:: Information provided ::
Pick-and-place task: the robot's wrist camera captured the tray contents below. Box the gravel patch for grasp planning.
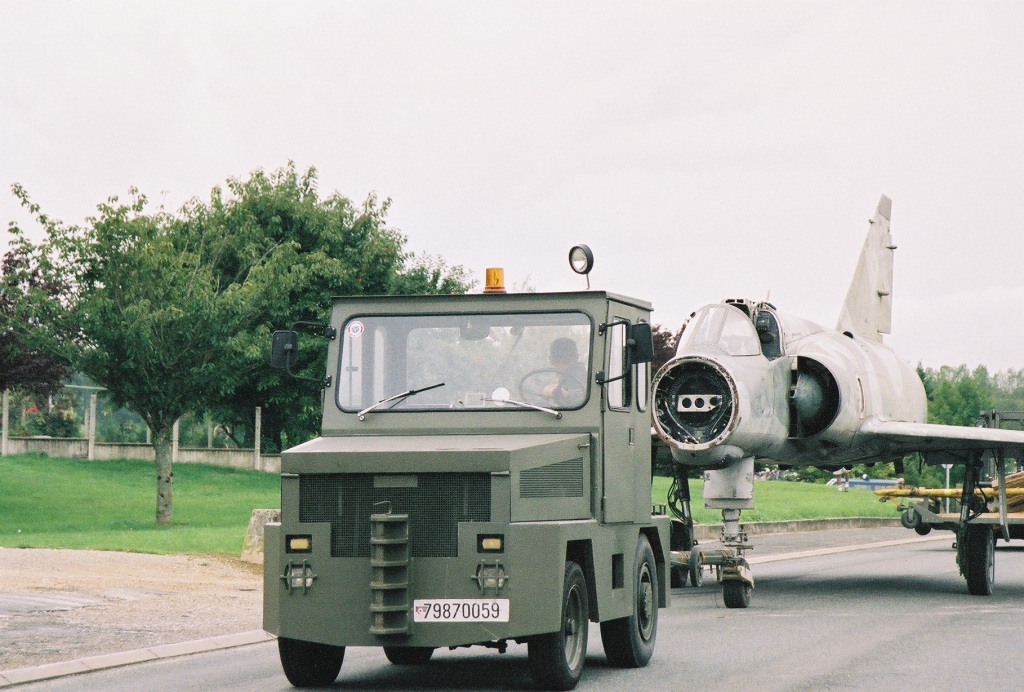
[0,548,262,671]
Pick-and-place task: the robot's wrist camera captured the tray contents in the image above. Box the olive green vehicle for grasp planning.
[264,282,670,690]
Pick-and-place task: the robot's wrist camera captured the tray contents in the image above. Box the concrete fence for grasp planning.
[1,390,281,473]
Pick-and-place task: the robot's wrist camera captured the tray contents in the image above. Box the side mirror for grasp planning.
[271,330,299,369]
[628,322,654,364]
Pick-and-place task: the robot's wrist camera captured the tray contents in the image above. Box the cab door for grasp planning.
[600,303,651,524]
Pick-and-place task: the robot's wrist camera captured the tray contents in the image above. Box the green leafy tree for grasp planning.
[991,368,1024,414]
[11,185,266,524]
[921,364,993,426]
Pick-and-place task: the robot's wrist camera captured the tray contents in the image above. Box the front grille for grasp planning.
[299,473,491,558]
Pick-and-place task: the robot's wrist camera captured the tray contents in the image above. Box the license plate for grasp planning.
[413,599,509,622]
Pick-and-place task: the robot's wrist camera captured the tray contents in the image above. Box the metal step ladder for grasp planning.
[369,510,412,636]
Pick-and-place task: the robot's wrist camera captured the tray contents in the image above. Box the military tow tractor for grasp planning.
[878,410,1024,596]
[263,248,671,690]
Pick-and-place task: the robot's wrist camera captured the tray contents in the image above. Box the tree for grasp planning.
[650,323,682,375]
[82,191,266,523]
[920,364,993,427]
[11,185,266,524]
[1,215,74,395]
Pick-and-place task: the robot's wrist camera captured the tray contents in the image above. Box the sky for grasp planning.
[2,1,1023,371]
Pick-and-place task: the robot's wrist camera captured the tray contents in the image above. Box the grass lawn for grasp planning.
[0,454,279,555]
[651,475,900,523]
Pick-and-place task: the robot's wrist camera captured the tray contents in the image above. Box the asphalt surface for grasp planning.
[10,526,1015,690]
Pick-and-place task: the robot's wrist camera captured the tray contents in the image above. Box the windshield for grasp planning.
[337,311,593,412]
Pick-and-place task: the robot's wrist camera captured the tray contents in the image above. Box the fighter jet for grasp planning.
[652,195,1024,607]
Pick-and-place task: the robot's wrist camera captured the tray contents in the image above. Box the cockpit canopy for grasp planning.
[678,304,762,357]
[677,302,785,360]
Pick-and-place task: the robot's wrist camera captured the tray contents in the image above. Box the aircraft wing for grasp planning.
[858,418,1024,457]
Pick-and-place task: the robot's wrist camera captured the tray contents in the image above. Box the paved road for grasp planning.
[17,531,1024,691]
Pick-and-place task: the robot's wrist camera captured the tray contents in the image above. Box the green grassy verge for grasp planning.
[651,476,899,523]
[0,454,279,555]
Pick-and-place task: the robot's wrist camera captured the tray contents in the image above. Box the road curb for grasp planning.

:: Work order ::
The lines to set down, exactly and with both ends included, run from the one containing "jet for grasp planning." to the last line of the data above.

:: Solution to the problem ::
Pick-and-place task: the robot's wrist camera captured the tray contents in the image above. Box the fighter jet for grasp planning.
[652,195,1024,607]
Pick-and-place task: the robot's wrist camera captured the tray contents in the image above. Box the cockpit canopy for grasp planning.
[678,304,762,357]
[677,302,785,360]
Pick-and-place task: the robot's wrist camera captured the tray contents in the image above. Box the aircraft wing for grasp planning.
[858,418,1024,457]
Pick-and-place task: the robot's wrist camera captured the tray contents in the image above. Box the paved road for grasp planning.
[17,531,1024,691]
Pick-and-place task: the robot's wrist camera captured the tray contents in the image above. Box the green grassy verge for grasp planning.
[651,476,899,523]
[0,454,279,555]
Pick-and-place task: the robot's wrist camera captured the tray contents in the image above. Box the road curb for grasp planning.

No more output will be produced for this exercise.